▼
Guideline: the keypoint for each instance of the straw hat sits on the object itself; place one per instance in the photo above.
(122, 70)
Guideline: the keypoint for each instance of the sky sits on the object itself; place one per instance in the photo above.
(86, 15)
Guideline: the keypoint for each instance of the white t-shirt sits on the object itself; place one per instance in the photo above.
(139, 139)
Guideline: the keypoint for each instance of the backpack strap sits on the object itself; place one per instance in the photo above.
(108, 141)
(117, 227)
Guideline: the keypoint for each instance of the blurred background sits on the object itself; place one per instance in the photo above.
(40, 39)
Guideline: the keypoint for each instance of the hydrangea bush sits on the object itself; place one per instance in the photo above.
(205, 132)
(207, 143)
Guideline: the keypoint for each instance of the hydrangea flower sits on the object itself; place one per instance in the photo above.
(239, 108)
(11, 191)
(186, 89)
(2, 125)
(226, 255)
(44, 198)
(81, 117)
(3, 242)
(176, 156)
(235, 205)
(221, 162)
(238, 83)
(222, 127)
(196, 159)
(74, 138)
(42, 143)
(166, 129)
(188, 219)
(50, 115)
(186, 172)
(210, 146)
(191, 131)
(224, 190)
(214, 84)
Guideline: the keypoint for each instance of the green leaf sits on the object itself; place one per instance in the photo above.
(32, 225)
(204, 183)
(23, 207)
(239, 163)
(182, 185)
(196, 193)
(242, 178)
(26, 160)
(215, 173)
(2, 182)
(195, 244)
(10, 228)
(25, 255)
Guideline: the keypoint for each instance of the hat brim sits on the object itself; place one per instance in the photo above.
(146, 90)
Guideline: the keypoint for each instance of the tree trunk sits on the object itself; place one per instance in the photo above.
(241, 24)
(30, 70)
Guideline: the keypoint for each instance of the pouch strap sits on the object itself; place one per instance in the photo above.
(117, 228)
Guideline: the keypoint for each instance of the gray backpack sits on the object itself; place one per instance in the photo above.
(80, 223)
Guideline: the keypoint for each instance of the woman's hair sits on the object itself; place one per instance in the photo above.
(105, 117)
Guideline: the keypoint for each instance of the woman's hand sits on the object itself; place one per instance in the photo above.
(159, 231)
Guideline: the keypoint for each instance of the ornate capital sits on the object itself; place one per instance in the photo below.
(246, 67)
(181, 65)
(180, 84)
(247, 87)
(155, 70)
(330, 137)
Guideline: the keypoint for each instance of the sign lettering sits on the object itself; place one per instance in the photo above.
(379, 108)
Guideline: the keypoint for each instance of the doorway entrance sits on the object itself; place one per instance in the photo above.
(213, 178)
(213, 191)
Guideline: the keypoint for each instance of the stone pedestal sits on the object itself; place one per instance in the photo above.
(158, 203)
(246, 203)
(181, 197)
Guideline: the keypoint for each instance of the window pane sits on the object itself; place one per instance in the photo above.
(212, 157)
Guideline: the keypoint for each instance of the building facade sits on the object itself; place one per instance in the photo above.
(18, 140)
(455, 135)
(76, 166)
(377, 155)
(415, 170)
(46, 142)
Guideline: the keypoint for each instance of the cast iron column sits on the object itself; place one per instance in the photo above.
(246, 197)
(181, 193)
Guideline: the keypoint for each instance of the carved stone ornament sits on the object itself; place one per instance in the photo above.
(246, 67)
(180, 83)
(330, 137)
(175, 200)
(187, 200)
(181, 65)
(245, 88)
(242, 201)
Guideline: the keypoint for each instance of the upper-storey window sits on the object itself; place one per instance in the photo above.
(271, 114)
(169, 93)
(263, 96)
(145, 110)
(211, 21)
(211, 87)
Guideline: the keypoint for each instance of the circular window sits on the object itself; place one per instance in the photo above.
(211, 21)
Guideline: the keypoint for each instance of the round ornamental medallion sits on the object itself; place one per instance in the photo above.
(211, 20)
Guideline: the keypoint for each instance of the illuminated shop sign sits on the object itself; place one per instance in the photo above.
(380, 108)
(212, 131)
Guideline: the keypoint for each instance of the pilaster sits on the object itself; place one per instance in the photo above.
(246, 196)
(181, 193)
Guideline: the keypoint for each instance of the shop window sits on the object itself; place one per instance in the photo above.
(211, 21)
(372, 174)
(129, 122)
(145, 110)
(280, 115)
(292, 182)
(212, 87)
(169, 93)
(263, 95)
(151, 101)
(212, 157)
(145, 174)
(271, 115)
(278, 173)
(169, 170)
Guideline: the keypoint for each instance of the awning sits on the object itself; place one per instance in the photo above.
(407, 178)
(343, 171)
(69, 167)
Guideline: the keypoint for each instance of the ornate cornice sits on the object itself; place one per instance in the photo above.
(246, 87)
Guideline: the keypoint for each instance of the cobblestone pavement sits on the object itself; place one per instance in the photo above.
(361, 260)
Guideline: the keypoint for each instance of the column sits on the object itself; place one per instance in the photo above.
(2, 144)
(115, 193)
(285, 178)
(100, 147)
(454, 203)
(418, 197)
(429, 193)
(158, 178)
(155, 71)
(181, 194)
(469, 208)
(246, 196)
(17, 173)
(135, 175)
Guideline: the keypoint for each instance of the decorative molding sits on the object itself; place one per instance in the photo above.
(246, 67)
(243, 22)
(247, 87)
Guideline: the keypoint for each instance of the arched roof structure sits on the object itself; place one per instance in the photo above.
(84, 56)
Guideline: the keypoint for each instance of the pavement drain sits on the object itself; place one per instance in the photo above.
▲
→ What is expected
Can you quote exactly the lines from the one containing "Guideline: the keypoint for each instance of the column" through the last line of the records above, and nothing else?

→ Written solution
Guideline: the keypoint for each instance of the column sits on the object itself; place one per instance in the photo above.
(2, 144)
(115, 193)
(285, 178)
(100, 147)
(454, 203)
(418, 197)
(429, 193)
(158, 178)
(155, 71)
(181, 194)
(469, 208)
(246, 196)
(17, 173)
(135, 175)
Guideline: the keypoint for each instance of the decorative molding sits on the object itself; place one per instance in the photo above.
(246, 67)
(243, 22)
(247, 87)
Guideline: the keypoint for each instance of the arched roof structure sits on the object itself; place one per instance in the photo above.
(84, 56)
Guideline: the keypoint for each instance of the pavement drain sits on the object itself; place one per instance in the photo above.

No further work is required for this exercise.